Request
Swap "feathery" for "plumed" in the listing lines, starting with the line with "You are given the photo above." and going on through the line with "Target: pink feathery stigma". Give back only those lines, with everything else unchanged.

Items
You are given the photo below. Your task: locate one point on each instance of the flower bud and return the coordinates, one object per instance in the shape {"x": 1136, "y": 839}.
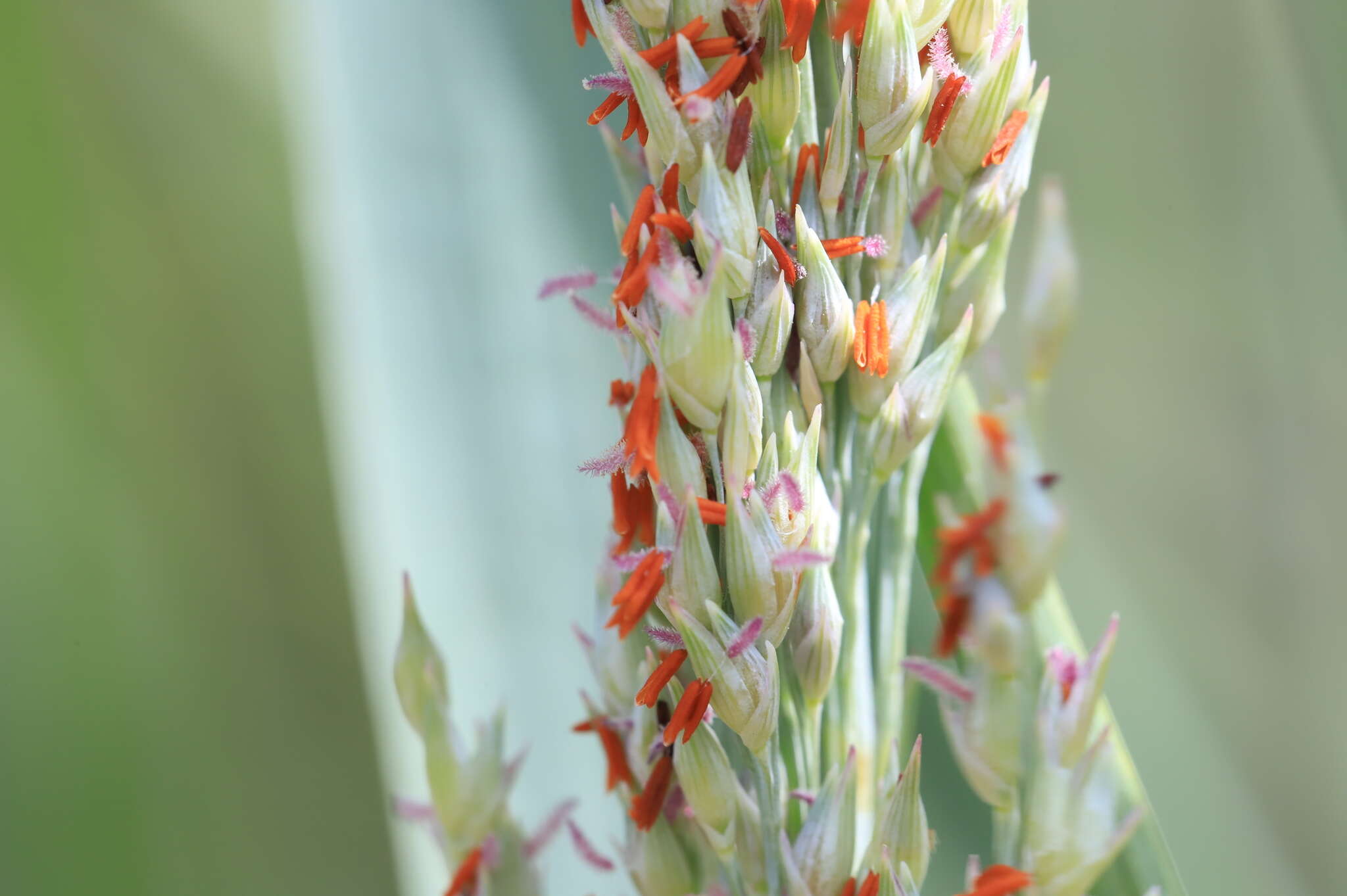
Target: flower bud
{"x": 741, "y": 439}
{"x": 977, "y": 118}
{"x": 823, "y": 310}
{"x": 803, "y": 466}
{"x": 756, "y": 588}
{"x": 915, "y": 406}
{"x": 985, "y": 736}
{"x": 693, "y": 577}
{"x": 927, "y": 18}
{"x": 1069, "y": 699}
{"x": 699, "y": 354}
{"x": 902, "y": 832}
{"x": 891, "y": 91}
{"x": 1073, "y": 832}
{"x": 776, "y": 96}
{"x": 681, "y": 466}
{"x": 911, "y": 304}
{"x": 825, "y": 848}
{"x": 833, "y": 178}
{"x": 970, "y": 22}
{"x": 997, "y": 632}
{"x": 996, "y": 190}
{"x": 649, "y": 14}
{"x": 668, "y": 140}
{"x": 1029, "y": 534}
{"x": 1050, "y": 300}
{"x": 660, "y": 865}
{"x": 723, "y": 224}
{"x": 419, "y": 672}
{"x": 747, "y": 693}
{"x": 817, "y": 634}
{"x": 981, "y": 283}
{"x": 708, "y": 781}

* * *

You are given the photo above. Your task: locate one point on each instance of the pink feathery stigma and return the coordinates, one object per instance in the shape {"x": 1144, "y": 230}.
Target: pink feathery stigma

Response below
You are given the photo above. Your task: locate one point on each instance of the pink plumed stigma and return the coordinates, one object per instance in the shape {"x": 1144, "y": 230}.
Target: pink plumed stigma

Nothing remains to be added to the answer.